■ **EXERCISE AIM**:
From the line that contains "task | indicate the man's face" through the line that contains "sample | [401, 639]", output every line of the listing below exactly and leave out all the rest.

■ **ENTRIES PROVIDED**:
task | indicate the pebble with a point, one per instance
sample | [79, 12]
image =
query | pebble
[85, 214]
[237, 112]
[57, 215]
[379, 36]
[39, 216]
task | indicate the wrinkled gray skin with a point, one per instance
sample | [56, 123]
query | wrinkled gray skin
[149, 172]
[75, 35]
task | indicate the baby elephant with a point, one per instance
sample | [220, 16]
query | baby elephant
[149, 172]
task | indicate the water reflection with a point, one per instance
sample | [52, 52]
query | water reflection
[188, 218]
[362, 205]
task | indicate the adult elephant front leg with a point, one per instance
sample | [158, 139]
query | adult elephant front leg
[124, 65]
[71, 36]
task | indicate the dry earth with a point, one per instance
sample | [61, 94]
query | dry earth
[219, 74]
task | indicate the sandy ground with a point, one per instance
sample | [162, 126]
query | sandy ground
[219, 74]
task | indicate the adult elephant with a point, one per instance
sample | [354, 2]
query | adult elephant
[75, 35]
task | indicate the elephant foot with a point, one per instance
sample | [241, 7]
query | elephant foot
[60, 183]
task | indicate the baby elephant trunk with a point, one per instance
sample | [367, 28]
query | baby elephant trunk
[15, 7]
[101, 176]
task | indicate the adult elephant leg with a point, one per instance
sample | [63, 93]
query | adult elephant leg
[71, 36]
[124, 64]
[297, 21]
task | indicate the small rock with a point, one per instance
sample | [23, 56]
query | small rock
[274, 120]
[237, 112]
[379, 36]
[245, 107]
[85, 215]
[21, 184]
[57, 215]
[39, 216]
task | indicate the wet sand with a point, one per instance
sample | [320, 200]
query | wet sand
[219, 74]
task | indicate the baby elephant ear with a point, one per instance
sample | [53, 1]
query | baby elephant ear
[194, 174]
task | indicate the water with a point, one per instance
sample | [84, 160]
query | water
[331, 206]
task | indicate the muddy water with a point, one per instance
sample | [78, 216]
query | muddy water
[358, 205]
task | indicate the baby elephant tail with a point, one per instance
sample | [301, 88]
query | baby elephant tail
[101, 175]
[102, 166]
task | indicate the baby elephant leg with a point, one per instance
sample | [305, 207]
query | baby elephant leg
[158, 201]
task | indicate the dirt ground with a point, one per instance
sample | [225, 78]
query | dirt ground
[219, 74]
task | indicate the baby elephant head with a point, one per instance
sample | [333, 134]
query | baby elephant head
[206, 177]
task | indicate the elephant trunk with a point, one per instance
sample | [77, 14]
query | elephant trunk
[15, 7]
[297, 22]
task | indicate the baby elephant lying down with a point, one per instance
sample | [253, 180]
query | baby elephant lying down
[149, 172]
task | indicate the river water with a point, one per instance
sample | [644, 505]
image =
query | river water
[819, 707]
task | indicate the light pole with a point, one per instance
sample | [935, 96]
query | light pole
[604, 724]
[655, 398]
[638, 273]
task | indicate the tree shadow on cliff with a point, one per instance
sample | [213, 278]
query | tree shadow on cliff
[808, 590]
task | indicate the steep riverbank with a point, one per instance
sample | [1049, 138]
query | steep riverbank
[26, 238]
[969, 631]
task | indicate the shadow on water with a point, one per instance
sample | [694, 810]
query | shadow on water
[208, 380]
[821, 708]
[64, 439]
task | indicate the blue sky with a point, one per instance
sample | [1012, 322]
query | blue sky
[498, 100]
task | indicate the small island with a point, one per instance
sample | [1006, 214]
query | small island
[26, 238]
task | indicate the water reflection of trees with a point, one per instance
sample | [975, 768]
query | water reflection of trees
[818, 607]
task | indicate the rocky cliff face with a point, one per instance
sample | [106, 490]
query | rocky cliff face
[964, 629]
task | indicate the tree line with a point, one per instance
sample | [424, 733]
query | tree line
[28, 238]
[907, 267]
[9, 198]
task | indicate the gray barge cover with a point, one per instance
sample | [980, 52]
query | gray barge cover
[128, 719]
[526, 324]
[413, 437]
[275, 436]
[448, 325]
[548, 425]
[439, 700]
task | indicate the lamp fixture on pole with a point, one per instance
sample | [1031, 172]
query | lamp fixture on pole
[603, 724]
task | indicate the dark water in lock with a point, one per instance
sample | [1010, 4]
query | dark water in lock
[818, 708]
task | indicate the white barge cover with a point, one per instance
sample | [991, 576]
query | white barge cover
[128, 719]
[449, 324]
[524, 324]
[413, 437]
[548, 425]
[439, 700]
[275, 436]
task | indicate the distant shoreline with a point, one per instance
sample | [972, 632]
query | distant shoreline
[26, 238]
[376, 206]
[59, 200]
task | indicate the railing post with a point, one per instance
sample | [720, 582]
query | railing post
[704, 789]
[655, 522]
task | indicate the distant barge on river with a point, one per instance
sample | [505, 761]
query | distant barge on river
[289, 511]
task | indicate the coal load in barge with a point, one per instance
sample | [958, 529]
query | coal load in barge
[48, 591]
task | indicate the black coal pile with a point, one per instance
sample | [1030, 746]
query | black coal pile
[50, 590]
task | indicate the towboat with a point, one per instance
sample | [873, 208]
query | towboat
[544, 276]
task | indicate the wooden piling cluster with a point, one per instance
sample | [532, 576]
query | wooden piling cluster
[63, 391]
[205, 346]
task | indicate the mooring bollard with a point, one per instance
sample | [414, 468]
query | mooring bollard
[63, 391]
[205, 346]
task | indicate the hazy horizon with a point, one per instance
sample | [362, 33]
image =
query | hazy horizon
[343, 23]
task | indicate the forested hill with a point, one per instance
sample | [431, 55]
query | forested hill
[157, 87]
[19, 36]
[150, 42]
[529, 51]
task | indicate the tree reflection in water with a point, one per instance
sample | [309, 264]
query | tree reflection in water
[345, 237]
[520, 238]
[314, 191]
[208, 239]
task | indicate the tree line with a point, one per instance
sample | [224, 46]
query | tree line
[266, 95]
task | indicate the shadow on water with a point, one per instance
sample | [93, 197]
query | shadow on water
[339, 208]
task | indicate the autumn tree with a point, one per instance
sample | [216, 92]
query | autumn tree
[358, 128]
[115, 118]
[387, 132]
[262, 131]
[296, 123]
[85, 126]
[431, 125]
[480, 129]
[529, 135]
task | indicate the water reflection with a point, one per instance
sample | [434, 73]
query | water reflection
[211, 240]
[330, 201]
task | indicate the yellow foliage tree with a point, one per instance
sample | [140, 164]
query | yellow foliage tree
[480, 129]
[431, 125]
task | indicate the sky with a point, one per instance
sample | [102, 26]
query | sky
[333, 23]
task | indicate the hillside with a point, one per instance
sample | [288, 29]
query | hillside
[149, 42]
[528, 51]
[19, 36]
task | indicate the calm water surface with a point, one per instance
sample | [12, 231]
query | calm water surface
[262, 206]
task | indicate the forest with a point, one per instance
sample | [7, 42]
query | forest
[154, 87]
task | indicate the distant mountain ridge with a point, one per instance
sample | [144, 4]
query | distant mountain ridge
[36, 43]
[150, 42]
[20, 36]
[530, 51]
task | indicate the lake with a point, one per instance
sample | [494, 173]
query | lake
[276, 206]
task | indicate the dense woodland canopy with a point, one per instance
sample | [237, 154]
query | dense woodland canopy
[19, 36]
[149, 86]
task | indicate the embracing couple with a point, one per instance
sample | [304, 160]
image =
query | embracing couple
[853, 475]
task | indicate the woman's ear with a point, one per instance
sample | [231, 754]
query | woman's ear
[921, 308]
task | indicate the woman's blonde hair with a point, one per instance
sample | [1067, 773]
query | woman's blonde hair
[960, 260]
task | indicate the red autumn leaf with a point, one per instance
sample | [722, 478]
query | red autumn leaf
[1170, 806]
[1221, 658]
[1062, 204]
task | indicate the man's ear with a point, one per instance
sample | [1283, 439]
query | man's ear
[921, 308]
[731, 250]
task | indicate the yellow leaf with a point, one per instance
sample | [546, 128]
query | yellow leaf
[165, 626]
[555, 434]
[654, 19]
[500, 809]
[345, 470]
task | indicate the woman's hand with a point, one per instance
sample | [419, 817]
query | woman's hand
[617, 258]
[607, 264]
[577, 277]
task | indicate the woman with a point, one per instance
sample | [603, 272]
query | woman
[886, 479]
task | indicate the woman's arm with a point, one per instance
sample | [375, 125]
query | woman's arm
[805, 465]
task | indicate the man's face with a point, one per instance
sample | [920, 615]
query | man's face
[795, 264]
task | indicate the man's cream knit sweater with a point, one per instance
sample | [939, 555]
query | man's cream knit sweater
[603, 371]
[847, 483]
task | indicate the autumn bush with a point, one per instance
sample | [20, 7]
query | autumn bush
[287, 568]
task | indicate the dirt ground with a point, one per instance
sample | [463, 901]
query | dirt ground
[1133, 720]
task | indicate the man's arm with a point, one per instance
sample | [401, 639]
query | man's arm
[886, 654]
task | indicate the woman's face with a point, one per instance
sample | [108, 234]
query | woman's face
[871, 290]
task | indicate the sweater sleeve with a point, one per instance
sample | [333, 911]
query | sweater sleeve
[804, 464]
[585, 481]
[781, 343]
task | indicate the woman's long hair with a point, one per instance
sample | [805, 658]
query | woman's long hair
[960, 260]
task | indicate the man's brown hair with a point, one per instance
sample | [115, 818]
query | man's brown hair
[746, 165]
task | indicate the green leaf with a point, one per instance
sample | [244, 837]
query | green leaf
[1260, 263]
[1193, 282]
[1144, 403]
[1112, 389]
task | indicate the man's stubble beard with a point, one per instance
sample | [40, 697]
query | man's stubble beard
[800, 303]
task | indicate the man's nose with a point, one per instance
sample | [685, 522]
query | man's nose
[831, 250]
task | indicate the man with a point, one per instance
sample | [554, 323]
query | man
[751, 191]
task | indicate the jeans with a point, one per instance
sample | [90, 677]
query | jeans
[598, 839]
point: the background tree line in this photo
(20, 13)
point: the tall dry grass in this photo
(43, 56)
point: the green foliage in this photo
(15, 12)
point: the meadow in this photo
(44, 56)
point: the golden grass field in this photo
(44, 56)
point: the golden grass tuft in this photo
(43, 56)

■ **RESPONSE BELOW**:
task | indicate the man's face with a point, one per instance
sample | [920, 615]
query | man's face
[795, 264]
task | indicate the man's cream knit sweater with a point, one per instance
sample | [939, 555]
query | man's cream knit sweater
[603, 371]
[847, 483]
task | indicate the autumn bush with a point, one per instance
sample | [20, 7]
query | autumn bush
[287, 568]
task | indicate the dirt ground with a point, one per instance
sample | [463, 901]
query | dirt ground
[1133, 720]
task | indicate the man's arm with a point, one per instance
sample | [401, 639]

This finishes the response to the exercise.